### Problem 1
State how many lines in the listing contain the string “curly”, treating uppercase and lowercase as different, and give only the number.

### Source document

——

Benchmark result with vs. without tensor core

So I tried extending cublas code for tensor and benchmark. Created two iterations kernel launch one with setting tensor flag and second iteration without. Both results are too close which seems to make no difference. I also added warmup code still same.
Wondering if i am missing something and if so, what?

*/
//Example 1. Application Using C and cuBLAS: 1-based indexing

include <stdio.h>
include <curand.h>
include <cublas_v2.h>
include <cuda_fp16.h>
include
include
include <time.h>
include <sys/time.h>
define USECPSEC 1000000ULL

unsigned long long dtime_usec(unsigned long long start=0){

timeval tv;
gettimeofday(&tv, 0);
return ((tv.tv_sec*USECPSEC)+tv.tv_usec)-start;

}

using T_ELEM_IN = half;
const int m = 1024 * 16;
const int n = 1024 * 16;
const int k = 1024 * 16;
const int rowsA = m;
const int colsA = k;
const int rowsB = k;
const int colsB = n;
const int rowsC = m;
const int colsC = n;

int main(){
half val1 = __float2half(1.0f);
half val0 = __float2half(0.f);
cublasHandle_t handle;

// First, create a cuBLAS handle:

cublasStatus_t cublasStat = cublasCreate(&handle);
assert(cublasStat == CUBLAS_STATUS_SUCCESS);

// Allocate and initialize your matrices (only the A matrix is shown):

size_t matrixSizeA = (size_t)rowsA * colsA;
T_ELEM_IN *devPtrA = 0;
cudaMalloc((void**)&devPtrA, matrixSizeA * sizeof(devPtrA[0]));
T_ELEM_IN *A    = (T_ELEM_IN *)malloc(matrixSizeA * sizeof(A[0]));

/*
    https://docs.nvidia.com/cuda/pdf/CUBLAS_Library.pdf
    5.4.14. cublasSetMatrix()

——

### Entries shown
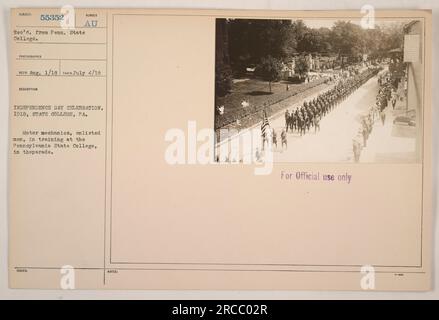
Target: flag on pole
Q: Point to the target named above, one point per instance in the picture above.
(265, 125)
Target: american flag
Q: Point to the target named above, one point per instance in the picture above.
(265, 125)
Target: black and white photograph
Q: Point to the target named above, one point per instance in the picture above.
(319, 90)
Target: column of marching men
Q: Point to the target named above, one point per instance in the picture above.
(308, 116)
(386, 94)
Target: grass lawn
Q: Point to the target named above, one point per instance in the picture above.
(257, 93)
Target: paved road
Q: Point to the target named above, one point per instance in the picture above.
(333, 143)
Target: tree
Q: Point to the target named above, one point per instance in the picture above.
(301, 66)
(270, 69)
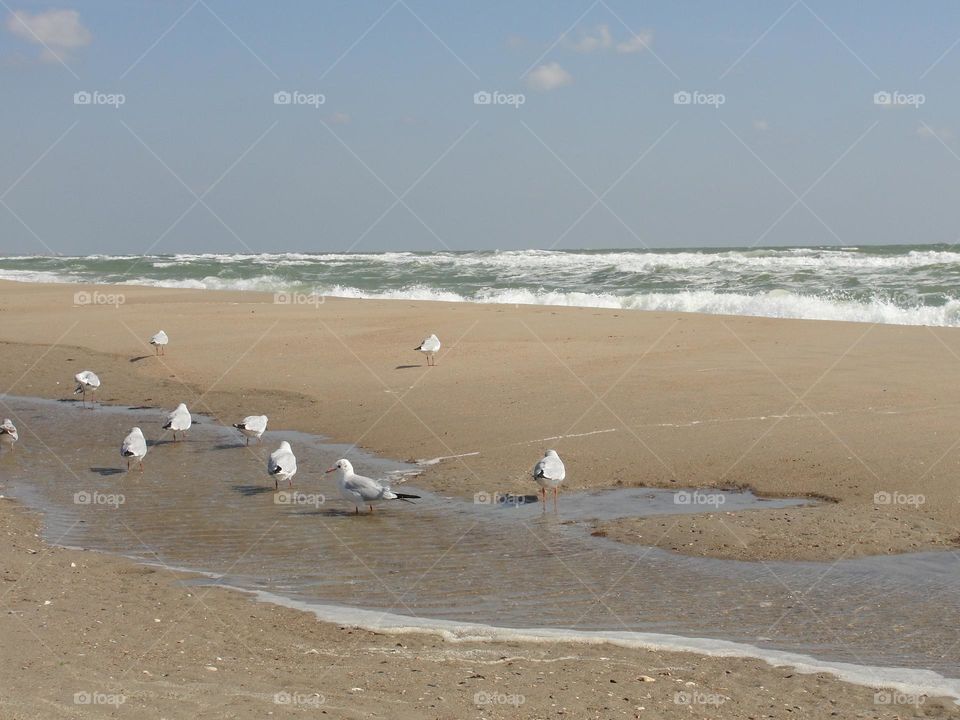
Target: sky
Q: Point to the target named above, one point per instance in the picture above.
(166, 126)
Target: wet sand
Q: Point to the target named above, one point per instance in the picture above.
(852, 412)
(789, 408)
(99, 627)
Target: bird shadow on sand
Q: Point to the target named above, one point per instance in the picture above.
(331, 512)
(230, 446)
(158, 443)
(252, 490)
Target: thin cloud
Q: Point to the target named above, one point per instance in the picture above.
(600, 39)
(57, 31)
(548, 76)
(638, 43)
(944, 134)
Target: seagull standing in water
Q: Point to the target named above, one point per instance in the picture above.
(179, 421)
(549, 473)
(430, 347)
(86, 380)
(159, 342)
(134, 447)
(9, 430)
(282, 465)
(252, 426)
(362, 490)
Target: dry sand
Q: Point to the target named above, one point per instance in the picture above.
(836, 410)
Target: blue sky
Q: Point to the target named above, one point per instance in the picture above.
(399, 156)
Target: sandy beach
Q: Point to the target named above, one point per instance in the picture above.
(860, 417)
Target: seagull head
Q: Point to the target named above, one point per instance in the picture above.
(344, 466)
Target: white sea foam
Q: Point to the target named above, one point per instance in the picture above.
(909, 287)
(904, 680)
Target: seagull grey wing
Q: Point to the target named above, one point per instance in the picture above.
(365, 487)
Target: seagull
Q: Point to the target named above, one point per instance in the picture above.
(430, 346)
(134, 447)
(252, 426)
(159, 341)
(549, 472)
(179, 421)
(362, 490)
(86, 380)
(8, 429)
(282, 464)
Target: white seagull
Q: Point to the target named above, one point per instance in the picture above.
(86, 380)
(8, 429)
(362, 490)
(252, 426)
(134, 447)
(179, 421)
(282, 465)
(430, 347)
(549, 473)
(159, 342)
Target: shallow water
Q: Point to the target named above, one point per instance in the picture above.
(207, 504)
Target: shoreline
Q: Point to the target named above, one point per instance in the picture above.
(169, 664)
(356, 382)
(47, 348)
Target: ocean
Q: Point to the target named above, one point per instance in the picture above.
(901, 284)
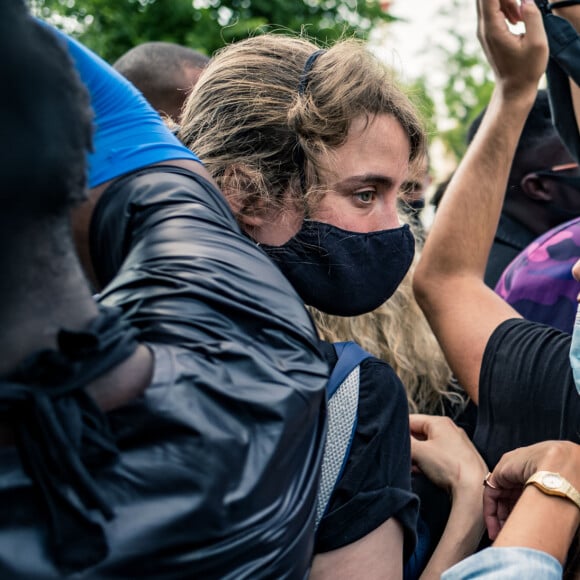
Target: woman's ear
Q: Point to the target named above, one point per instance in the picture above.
(242, 189)
(535, 188)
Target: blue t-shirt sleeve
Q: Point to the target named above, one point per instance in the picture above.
(506, 563)
(129, 133)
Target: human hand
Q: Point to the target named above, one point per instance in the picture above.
(507, 480)
(444, 453)
(518, 61)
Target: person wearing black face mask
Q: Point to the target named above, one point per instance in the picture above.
(312, 157)
(535, 201)
(412, 197)
(557, 189)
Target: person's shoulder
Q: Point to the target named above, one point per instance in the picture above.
(381, 390)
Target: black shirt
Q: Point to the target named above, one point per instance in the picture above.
(527, 392)
(376, 482)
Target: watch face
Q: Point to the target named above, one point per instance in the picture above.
(552, 481)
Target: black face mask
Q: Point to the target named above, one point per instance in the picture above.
(572, 181)
(341, 272)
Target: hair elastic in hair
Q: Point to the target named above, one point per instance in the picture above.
(307, 68)
(563, 4)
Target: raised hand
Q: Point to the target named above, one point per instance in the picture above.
(518, 60)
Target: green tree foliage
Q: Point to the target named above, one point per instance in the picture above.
(468, 85)
(111, 27)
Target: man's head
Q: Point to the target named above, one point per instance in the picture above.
(164, 72)
(45, 119)
(46, 132)
(534, 197)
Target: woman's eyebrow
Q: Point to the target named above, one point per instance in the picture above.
(366, 178)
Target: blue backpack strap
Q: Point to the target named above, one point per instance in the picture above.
(342, 411)
(350, 355)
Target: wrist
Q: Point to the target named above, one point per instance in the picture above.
(570, 13)
(561, 457)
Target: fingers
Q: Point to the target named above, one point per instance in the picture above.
(532, 18)
(511, 10)
(419, 424)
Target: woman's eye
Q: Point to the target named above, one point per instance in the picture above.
(365, 196)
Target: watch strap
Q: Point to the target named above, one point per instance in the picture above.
(565, 489)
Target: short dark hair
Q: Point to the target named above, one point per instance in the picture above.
(153, 67)
(45, 117)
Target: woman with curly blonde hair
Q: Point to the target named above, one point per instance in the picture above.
(311, 148)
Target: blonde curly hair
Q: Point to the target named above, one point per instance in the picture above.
(398, 333)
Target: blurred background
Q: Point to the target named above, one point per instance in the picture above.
(430, 44)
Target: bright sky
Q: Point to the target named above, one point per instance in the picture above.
(410, 46)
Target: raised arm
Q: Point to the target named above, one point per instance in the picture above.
(448, 282)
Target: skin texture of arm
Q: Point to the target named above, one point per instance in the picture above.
(444, 453)
(448, 282)
(379, 554)
(538, 521)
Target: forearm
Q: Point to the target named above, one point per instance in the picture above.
(541, 522)
(461, 536)
(545, 522)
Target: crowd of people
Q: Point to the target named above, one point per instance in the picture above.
(232, 350)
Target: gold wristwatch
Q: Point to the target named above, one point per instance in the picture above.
(552, 483)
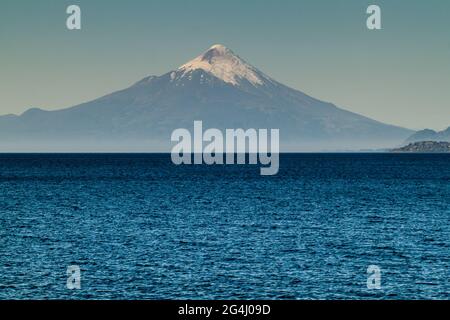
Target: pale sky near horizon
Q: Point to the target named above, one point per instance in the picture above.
(399, 75)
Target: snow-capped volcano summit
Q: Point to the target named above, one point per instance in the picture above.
(217, 87)
(225, 65)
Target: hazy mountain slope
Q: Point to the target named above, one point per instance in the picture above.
(430, 135)
(218, 88)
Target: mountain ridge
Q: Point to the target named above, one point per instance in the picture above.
(217, 87)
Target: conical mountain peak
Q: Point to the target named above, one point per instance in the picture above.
(224, 64)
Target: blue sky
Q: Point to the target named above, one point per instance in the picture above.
(399, 75)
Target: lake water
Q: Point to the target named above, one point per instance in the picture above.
(140, 227)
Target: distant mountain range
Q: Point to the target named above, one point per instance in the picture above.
(425, 147)
(430, 135)
(217, 87)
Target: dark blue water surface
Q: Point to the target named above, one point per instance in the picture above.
(140, 227)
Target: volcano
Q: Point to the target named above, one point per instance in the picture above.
(217, 87)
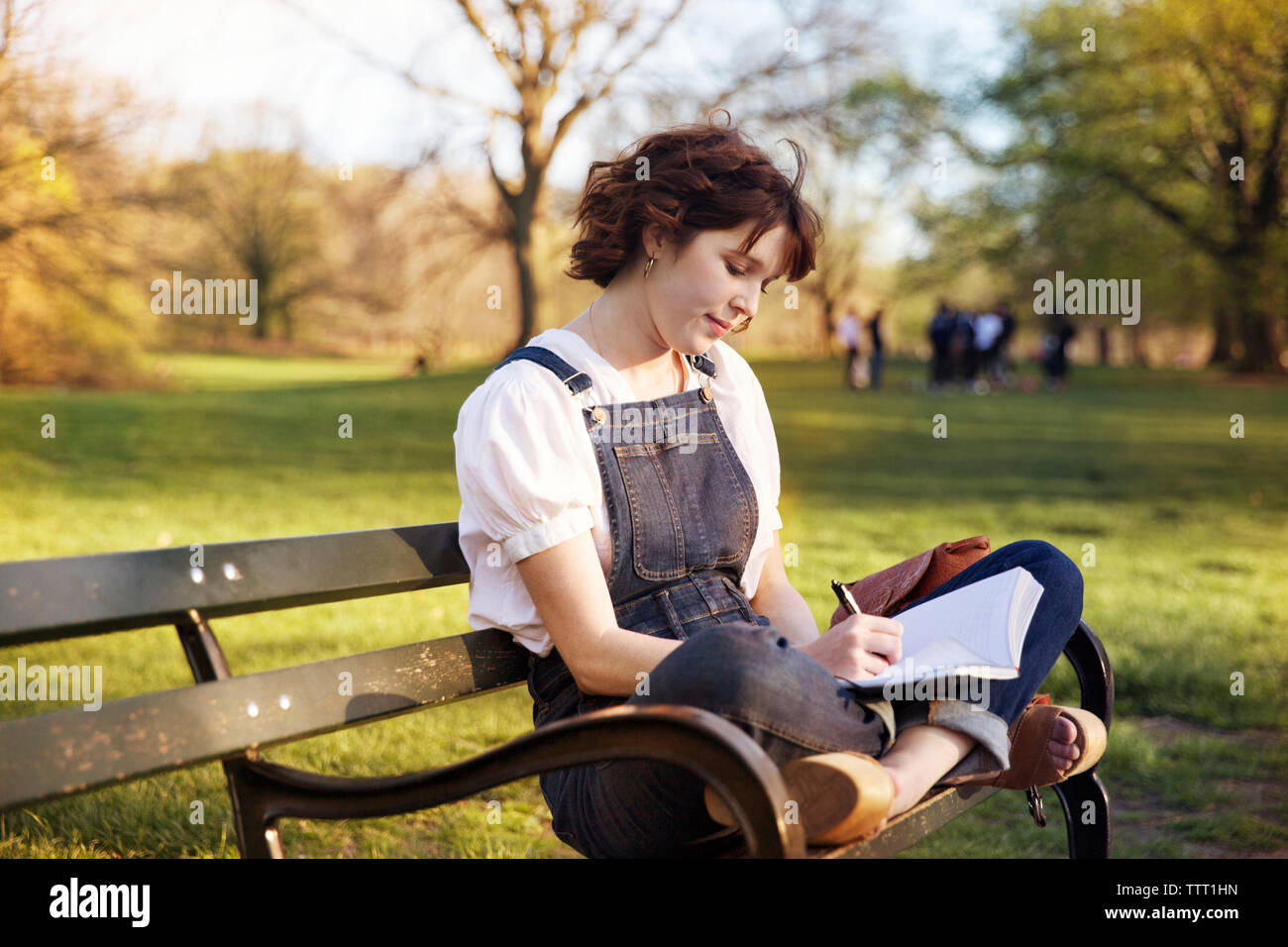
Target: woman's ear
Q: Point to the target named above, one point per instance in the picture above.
(652, 240)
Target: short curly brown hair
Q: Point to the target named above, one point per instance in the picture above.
(698, 178)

——

### Problem 2
Rewrite the paragraph of the forum post that begins "So I tried extending cublas code" as a short bulleted list that keeps its main facts.

### Task response 1
3

### Task response 2
- cuBLAS code was extended to use tensor cores and then benchmarked.
- Two iterations of the kernel launch were created: one with the tensor flag set and one without.
- The two results were very close and seemed to show no difference.
- Adding warmup code left the results the same.